Document section:
Home > Enterprise >  Importing a 1.3GB CSV file into sqlite via EF Core
Importing a 1.3GB CSV file into sqlite via EF Core

Time:12-04

The CSV file

I have a CSV file that's about 1.3 GB in size:

Mode                 LastWriteTime         Length Name
----                 -------------         ------ ----
-a----         10/4/2021   1:23 PM     1397998768 XBTUSD.csv

This is the complete list of trading data for Bitcoin on the Kraken exchange.

Here's what the data in the CSV looks like:

> Get-Content .\XBTUSD.csv | Select-Object -First 10
1381095255,122.00000,0.10000000
1381179030,123.61000,0.10000000
1381201115,123.91000,1.00000000
1381201115,123.90000,0.99160000
1381210004,124.19000,1.00000000
1381210004,124.18000,1.00000000
1381311039,124.01687,1.00000000
1381311093,124.01687,1.00000000
1381311094,123.84000,0.82300000
1381431835,125.85000,1.00000000

More information about the file is available here:

https://support.kraken.com/hc/en-us/articles/360047543791-Downloadable-historical-market-data-time-and-sales

The file can be downloaded from here:

https://drive.google.com/drive/folders/1jI3mZvrPbInNAEaIOoMbWvFfgRDZ44TT

See the file XBT.zip. Inside that archive is XBTUSD.csv.

Baseline test - importing directly into sqlite

If I create the following table in sqlite:

CREATE TABLE CsvTrades (
    "TimeStamp" TEXT NOT NULL,
    "Price"     TEXT NOT NULL,
    "Volume"    TEXT NOT NULL
);

and run the following to import the CSV (as well as time how long it takes):

$a = Get-Date

sqlite3.exe .\kraken-trades.db -cmd '.mode csv' '.import C:/Users/dharm/XBTUSD.csv CsvTrades'

$b = Get-Date

($b - $a).TotalMinutes

I get the following:

1.56595191666667

1.5 minutes. Not bad!

Using EF Core

In the code below, I'm using the CsvHelper package:

https://joshclose.github.io/CsvHelper/getting-started/

Here's a class for the CSV file rows:

public class CsvRow
{
    [CsvHelper.Configuration.Attributes.Index(0)]
    public long TimeStamp { get; set; }

    [CsvHelper.Configuration.Attributes.Index(1)]
    public decimal Price { get; set; }

    [CsvHelper.Configuration.Attributes.Index(2)]
    public decimal Quantity { get; set; }
}

Here's a class for the Trade entity:

[Index(nameof(TimeStamp))]
public class Trade
{
    public int Id { get; set; }
    public decimal Price { get; set; }
    public decimal Quantity { get; set; }
    public DateTime TimeStamp { get; set; }
}

The DbContext is straightforward:

public class AppContext : DbContext
{
    public DbSet<Trade> Trades { get; set; }

    protected override void OnConfiguring(DbContextOptionsBuilder optionsBuilder)
    {
        var folder = Environment.SpecialFolder.LocalApplicationData;

        var path = Environment.GetFolderPath(folder);

        var db_path = $"{path}{System.IO.Path.DirectorySeparatorChar}kraken-trades.db";
                
        optionsBuilder.UseSqlite($"Data Source={db_path}");
    }
}

And finally, the function that performs the import:

void initialize_from_csv()
{
    var config = new CsvConfiguration(CultureInfo.InvariantCulture)

Short exercise 1:
Transcribe the records exactly, starting with the line that contains "point: red sign" and going on through the last line of the records.
The records have no connection to the article on importing the CSV file.

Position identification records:
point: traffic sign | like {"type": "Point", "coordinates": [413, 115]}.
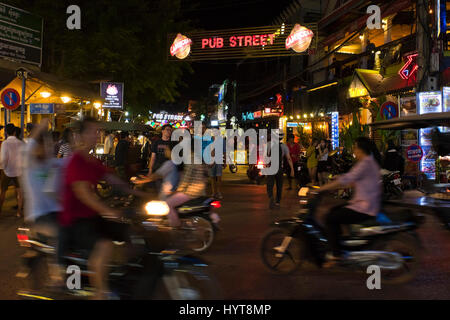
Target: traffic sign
{"type": "Point", "coordinates": [389, 110]}
{"type": "Point", "coordinates": [10, 99]}
{"type": "Point", "coordinates": [414, 153]}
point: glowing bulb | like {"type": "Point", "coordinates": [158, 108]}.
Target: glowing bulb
{"type": "Point", "coordinates": [66, 99]}
{"type": "Point", "coordinates": [45, 94]}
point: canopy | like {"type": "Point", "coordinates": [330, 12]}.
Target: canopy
{"type": "Point", "coordinates": [115, 126]}
{"type": "Point", "coordinates": [437, 119]}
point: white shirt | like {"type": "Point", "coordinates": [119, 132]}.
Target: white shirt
{"type": "Point", "coordinates": [34, 178]}
{"type": "Point", "coordinates": [11, 156]}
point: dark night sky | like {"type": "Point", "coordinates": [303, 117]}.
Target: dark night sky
{"type": "Point", "coordinates": [225, 14]}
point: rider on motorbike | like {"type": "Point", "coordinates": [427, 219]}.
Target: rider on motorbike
{"type": "Point", "coordinates": [365, 204]}
{"type": "Point", "coordinates": [86, 222]}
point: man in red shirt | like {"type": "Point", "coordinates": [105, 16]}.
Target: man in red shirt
{"type": "Point", "coordinates": [86, 221]}
{"type": "Point", "coordinates": [294, 150]}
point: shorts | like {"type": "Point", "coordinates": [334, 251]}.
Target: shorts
{"type": "Point", "coordinates": [216, 170]}
{"type": "Point", "coordinates": [7, 181]}
{"type": "Point", "coordinates": [85, 233]}
{"type": "Point", "coordinates": [322, 166]}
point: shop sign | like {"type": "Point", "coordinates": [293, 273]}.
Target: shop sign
{"type": "Point", "coordinates": [429, 102]}
{"type": "Point", "coordinates": [166, 116]}
{"type": "Point", "coordinates": [41, 108]}
{"type": "Point", "coordinates": [181, 46]}
{"type": "Point", "coordinates": [410, 67]}
{"type": "Point", "coordinates": [446, 98]}
{"type": "Point", "coordinates": [112, 92]}
{"type": "Point", "coordinates": [414, 153]}
{"type": "Point", "coordinates": [299, 39]}
{"type": "Point", "coordinates": [389, 110]}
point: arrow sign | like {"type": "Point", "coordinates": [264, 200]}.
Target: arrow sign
{"type": "Point", "coordinates": [410, 67]}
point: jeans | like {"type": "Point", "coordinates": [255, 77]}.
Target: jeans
{"type": "Point", "coordinates": [271, 180]}
{"type": "Point", "coordinates": [333, 221]}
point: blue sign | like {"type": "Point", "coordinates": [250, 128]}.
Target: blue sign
{"type": "Point", "coordinates": [335, 130]}
{"type": "Point", "coordinates": [42, 108]}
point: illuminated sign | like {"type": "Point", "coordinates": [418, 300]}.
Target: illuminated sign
{"type": "Point", "coordinates": [181, 46]}
{"type": "Point", "coordinates": [299, 39]}
{"type": "Point", "coordinates": [410, 67]}
{"type": "Point", "coordinates": [258, 42]}
{"type": "Point", "coordinates": [335, 130]}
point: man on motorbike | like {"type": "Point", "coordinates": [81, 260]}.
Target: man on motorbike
{"type": "Point", "coordinates": [365, 204]}
{"type": "Point", "coordinates": [87, 223]}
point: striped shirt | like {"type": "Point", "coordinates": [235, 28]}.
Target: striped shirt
{"type": "Point", "coordinates": [194, 180]}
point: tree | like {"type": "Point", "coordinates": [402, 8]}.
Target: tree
{"type": "Point", "coordinates": [124, 41]}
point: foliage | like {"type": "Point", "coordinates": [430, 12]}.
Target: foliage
{"type": "Point", "coordinates": [124, 41]}
{"type": "Point", "coordinates": [355, 129]}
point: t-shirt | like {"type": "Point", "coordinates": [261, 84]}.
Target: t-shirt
{"type": "Point", "coordinates": [79, 169]}
{"type": "Point", "coordinates": [35, 175]}
{"type": "Point", "coordinates": [158, 148]}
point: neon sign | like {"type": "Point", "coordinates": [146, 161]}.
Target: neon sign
{"type": "Point", "coordinates": [299, 39]}
{"type": "Point", "coordinates": [410, 67]}
{"type": "Point", "coordinates": [181, 46]}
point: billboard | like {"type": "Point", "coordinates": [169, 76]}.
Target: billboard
{"type": "Point", "coordinates": [20, 35]}
{"type": "Point", "coordinates": [112, 92]}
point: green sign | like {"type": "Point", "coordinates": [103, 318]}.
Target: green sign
{"type": "Point", "coordinates": [20, 35]}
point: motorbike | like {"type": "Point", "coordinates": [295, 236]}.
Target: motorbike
{"type": "Point", "coordinates": [392, 183]}
{"type": "Point", "coordinates": [391, 244]}
{"type": "Point", "coordinates": [147, 269]}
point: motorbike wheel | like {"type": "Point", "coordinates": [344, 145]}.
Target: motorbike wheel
{"type": "Point", "coordinates": [407, 246]}
{"type": "Point", "coordinates": [290, 261]}
{"type": "Point", "coordinates": [199, 234]}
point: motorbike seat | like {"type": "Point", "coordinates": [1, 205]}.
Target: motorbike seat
{"type": "Point", "coordinates": [195, 205]}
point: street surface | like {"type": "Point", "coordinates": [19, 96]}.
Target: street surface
{"type": "Point", "coordinates": [235, 260]}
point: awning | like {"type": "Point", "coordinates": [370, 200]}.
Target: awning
{"type": "Point", "coordinates": [437, 119]}
{"type": "Point", "coordinates": [115, 126]}
{"type": "Point", "coordinates": [377, 85]}
{"type": "Point", "coordinates": [39, 82]}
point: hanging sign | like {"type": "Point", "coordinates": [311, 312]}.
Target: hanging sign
{"type": "Point", "coordinates": [10, 98]}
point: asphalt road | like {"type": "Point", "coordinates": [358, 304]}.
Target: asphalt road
{"type": "Point", "coordinates": [234, 257]}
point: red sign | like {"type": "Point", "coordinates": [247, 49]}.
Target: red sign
{"type": "Point", "coordinates": [410, 67]}
{"type": "Point", "coordinates": [181, 46]}
{"type": "Point", "coordinates": [299, 39]}
{"type": "Point", "coordinates": [10, 98]}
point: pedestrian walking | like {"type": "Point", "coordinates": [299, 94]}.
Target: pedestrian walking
{"type": "Point", "coordinates": [10, 159]}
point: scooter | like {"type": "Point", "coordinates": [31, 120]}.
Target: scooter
{"type": "Point", "coordinates": [391, 245]}
{"type": "Point", "coordinates": [149, 269]}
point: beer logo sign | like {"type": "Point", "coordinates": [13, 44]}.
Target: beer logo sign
{"type": "Point", "coordinates": [181, 46]}
{"type": "Point", "coordinates": [299, 39]}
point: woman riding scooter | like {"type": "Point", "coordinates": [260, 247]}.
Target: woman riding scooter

Short exercise 2:
In the article on importing the CSV file, write out the passage starting with "var path = Environment.GetFolderPath(folder);" and going on through "config = new CsvConfiguration(CultureInfo.InvariantCulture)", substituting "dbPath" for "db_path".

Correct output 1:
point: red sign | like {"type": "Point", "coordinates": [247, 49]}.
Target: red sign
{"type": "Point", "coordinates": [410, 67]}
{"type": "Point", "coordinates": [181, 46]}
{"type": "Point", "coordinates": [299, 39]}
{"type": "Point", "coordinates": [10, 98]}
point: pedestrian walking | like {"type": "Point", "coordinates": [299, 94]}.
Target: pedestrian walking
{"type": "Point", "coordinates": [10, 159]}
point: scooter | like {"type": "Point", "coordinates": [31, 120]}.
Target: scooter
{"type": "Point", "coordinates": [391, 245]}
{"type": "Point", "coordinates": [149, 269]}
point: beer logo sign | like {"type": "Point", "coordinates": [13, 44]}.
Target: beer logo sign
{"type": "Point", "coordinates": [181, 46]}
{"type": "Point", "coordinates": [299, 39]}
point: woman riding scooter | like {"type": "Point", "coordinates": [260, 247]}.
Target: woman riding scooter

Correct output 2:
var path = Environment.GetFolderPath(folder);

        var dbPath = $"{path}{System.IO.Path.DirectorySeparatorChar}kraken-trades.db";
                
        optionsBuilder.UseSqlite($"Data Source={dbPath}");
    }
}

And finally, the function that performs the import:

void initialize_from_csv()
{
    var config = new CsvConfiguration(CultureInfo.InvariantCulture)